Copy the rows below word for word, from the first one through the line that contains "[(117, 270), (211, 340)]", inclusive.

□ □ □

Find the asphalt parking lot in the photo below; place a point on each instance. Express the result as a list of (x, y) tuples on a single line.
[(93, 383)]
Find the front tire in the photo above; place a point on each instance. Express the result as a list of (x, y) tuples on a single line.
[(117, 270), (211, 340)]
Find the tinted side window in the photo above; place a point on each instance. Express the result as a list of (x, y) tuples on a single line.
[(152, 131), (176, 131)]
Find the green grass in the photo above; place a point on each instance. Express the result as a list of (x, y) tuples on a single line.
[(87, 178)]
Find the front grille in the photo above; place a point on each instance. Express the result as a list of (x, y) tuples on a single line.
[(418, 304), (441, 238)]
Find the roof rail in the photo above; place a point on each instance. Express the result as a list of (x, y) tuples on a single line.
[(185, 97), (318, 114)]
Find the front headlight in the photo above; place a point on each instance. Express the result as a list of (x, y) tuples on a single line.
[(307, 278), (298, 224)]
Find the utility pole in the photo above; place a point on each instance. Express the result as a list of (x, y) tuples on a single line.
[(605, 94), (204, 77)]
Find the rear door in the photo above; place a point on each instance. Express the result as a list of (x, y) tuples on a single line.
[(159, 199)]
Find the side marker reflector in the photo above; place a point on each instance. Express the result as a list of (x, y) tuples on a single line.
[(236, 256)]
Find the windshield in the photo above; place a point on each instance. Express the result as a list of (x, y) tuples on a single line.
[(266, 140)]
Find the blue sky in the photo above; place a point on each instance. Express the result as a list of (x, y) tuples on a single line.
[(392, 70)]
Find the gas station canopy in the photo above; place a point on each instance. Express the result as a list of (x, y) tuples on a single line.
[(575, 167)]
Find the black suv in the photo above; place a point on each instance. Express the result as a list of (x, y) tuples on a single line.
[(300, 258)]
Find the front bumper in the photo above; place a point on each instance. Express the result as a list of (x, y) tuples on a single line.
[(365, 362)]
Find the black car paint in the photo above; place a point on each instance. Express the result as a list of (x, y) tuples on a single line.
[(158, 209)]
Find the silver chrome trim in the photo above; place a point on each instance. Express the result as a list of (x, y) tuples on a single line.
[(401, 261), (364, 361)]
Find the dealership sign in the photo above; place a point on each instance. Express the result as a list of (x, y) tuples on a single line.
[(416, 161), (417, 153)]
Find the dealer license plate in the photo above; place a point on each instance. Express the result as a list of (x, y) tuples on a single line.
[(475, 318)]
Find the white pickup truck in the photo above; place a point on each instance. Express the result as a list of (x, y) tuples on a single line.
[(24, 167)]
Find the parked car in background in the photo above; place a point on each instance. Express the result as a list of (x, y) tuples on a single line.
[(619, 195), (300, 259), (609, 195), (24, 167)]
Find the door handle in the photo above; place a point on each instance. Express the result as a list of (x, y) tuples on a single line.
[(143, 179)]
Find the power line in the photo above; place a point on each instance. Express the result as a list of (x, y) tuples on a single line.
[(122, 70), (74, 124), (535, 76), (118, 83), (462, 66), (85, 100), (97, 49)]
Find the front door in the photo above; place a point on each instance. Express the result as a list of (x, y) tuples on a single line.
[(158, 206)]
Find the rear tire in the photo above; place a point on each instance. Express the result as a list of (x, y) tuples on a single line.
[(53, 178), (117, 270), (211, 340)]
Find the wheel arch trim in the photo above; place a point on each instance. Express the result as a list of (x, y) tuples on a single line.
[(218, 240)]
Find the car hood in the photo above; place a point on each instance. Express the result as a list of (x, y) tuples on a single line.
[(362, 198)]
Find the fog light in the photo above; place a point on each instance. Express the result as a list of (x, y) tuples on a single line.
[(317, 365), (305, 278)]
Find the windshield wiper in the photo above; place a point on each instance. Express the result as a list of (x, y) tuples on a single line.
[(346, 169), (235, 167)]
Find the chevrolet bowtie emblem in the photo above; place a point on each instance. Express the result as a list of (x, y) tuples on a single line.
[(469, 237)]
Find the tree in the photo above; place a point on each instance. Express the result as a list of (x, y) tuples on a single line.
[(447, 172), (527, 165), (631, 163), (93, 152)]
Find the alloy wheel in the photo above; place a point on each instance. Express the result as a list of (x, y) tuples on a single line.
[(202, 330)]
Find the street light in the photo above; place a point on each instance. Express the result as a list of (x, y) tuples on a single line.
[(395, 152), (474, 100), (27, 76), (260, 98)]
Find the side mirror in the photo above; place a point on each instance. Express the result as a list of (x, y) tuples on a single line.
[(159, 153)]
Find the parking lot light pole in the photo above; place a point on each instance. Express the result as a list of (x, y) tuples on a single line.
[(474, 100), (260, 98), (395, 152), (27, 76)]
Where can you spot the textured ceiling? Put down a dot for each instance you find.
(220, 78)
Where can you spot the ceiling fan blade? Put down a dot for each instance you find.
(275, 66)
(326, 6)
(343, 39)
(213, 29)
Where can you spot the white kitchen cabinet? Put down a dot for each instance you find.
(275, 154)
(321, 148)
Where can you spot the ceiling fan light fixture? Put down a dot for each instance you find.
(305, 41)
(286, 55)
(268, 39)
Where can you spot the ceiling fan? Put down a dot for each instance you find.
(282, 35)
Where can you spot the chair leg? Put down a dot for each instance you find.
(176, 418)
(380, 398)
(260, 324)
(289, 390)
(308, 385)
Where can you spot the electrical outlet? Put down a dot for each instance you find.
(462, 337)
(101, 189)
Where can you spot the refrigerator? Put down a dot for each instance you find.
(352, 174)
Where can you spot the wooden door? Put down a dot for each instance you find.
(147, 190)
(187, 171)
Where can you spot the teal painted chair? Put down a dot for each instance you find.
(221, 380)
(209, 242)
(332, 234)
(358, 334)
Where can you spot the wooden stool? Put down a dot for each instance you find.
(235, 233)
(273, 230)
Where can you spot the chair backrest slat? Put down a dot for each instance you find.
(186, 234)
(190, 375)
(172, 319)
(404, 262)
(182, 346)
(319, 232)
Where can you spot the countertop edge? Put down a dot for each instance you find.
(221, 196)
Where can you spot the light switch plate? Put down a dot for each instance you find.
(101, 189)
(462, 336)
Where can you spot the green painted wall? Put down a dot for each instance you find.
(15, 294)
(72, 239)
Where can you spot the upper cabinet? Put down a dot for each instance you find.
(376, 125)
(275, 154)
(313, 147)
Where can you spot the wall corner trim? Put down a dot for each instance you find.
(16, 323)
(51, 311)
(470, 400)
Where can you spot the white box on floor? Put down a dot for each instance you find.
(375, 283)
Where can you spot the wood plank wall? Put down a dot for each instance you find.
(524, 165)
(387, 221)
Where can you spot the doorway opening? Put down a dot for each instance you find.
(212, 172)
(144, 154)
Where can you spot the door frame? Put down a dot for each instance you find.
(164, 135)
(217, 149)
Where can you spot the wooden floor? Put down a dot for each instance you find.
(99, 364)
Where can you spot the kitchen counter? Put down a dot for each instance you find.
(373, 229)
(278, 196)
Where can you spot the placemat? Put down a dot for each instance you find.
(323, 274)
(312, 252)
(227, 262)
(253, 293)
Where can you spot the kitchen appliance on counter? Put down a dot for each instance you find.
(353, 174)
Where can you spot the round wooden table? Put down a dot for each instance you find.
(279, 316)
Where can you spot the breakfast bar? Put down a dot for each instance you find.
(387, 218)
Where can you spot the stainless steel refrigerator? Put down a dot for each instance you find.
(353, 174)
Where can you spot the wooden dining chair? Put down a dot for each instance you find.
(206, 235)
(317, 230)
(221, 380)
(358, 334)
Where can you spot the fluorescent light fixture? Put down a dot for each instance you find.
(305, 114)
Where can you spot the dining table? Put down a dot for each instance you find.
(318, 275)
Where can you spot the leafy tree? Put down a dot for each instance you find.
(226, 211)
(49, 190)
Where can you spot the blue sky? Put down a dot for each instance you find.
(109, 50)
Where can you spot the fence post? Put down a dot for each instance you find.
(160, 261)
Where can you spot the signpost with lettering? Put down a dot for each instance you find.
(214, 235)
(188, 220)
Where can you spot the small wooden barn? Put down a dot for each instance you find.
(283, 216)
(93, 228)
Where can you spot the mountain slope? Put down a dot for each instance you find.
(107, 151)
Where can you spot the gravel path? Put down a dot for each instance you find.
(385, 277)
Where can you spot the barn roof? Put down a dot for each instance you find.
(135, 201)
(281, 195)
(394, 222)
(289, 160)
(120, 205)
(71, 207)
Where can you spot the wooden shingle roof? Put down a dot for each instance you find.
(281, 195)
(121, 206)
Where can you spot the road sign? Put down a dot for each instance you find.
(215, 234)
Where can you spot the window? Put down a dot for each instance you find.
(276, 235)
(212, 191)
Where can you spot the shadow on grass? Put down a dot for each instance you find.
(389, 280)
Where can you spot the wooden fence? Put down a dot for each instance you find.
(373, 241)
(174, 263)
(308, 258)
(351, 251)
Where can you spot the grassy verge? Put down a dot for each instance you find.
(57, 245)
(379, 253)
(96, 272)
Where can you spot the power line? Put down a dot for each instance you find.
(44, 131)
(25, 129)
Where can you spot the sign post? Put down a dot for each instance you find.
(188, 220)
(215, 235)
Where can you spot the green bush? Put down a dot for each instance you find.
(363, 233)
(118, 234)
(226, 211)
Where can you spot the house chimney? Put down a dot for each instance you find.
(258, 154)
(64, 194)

□ □ □

**COMPLETE RESPONSE**:
Find the asphalt parking lot in the photo below; place a point on each instance. Express the result as a list of (x, y) tuples on a single line.
[(93, 383)]
Find the front tire in the photo above; place a point on each instance. Express the result as a list of (x, y) tuples on a single line.
[(117, 270), (211, 340)]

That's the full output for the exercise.